課題の説明
下に示す小1生の夏休みの過ごし方に関する文章のうち、「夏休みはがんばった1学期のお休み期間、のびのびと過ごそう」から「だければよいと考えています。」に至るまでのすべてを、一字一句変えずに書き写してください。

提示された文章
そこで、自校でのご指導に加え他校での研修講師経験も豊富で、ご自身も小学生の保護者でいらっしゃる先生お2人に、小1生の夏休みの学習について聞きました!

この記事のポイント

お話を伺った方
二川佳祐先生 東京都公立小学校主任教諭。教職14年目。小2、小5の父。
乾倫子先生 大阪府公立小学校指導教諭。教職18年目。年長、小2の母。

夏休みはがんばった1学期のお休み期間、のびのびと過ごそう

——小1生にとって初めての長期間のお休みです。どのように過ごすとよいとお考えでしょうか。

二川 小学校に入学したばかりの1学期は、子どもにとって慣れないことの連続です。最初は午前中のみだった授業はだんだん増えて5コマまで行われるようになり、宿題が出て、プールも始まって……と、学校に行くだけでへとへとというお子さまもいると思います。
夏休みはそうした状況から一息ついて、伸び伸びと過ごしてほしいですね。

 私もそう思います。今1年生の担任をしていますが、子どもたちはみんな、授業に行事に一生懸命取り組んでいます。
学校でがんばっているお子さまの保護者から、「家庭で手を焼いているが、学校で迷惑をかけていないか」と相談を受けることがあります。学校で無理している反動が家庭で出ているようです。
ですから、学校では、学習などを詰め込みすぎないようにしています。宿題をできなくてもよいですし、学校でがんばっているねとほめてくださいと、保護者に伝えています。夏休みの学習も、お子さまのペースで取り組んでいただければよいと考えています。

二川 夏休みの前に初めての通知表が渡されますが、保護者のかたが思っていたような評価でないと、「うちの子はだめじゃないか」と心配になって、夏休みに学習を詰め込みすぎてしまう傾向があるようです。通知表は参考程度に捉えて、お子さまのよい面をほめて、意欲を引き出すことに活用してほしいですね。

[データセットの項目]
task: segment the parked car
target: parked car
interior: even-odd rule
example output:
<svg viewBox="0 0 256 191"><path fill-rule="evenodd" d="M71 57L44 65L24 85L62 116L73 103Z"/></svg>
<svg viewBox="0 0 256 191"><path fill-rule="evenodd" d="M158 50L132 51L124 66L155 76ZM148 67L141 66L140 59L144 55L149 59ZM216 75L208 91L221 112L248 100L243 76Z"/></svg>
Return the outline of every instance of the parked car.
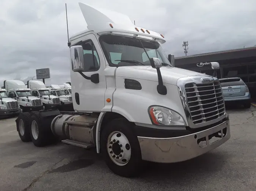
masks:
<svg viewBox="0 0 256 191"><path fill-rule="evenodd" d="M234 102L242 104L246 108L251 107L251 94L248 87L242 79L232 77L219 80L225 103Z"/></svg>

...

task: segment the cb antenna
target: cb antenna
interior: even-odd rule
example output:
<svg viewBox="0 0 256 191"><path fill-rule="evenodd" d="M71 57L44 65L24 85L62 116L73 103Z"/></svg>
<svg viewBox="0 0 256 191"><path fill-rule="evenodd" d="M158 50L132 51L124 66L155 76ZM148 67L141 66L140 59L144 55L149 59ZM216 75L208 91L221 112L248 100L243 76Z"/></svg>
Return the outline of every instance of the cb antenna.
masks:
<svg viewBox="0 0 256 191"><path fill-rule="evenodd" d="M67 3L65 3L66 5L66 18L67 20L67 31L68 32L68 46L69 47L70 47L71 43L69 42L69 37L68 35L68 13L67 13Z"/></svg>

完成した解答
夏休みはがんばった1学期のお休み期間、のびのびと過ごそう

——小1生にとって初めての長期間のお休みです。どのように過ごすとよいとお考えでしょうか。

二川 小学校に入学したばかりの1学期は、子どもにとって慣れないことの連続です。最初は午前中のみだった授業はだんだん増えて5コマまで行われるようになり、宿題が出て、プールも始まって……と、学校に行くだけでへとへとというお子さまもいると思います。
夏休みはそうした状況から一息ついて、伸び伸びと過ごしてほしいですね。

 私もそう思います。今1年生の担任をしていますが、子どもたちはみんな、授業に行事に一生懸命取り組んでいます。
学校でがんばっているお子さまの保護者から、「家庭で手を焼いているが、学校で迷惑をかけていないか」と相談を受けることがあります。学校で無理している反動が家庭で出ているようです。
ですから、学校では、学習などを詰め込みすぎないようにしています。宿題をできなくてもよいですし、学校でがんばっているねとほめてくださいと、保護者に伝えています。夏休みの学習も、お子さまのペースで取り組んでいただければよいと考えています。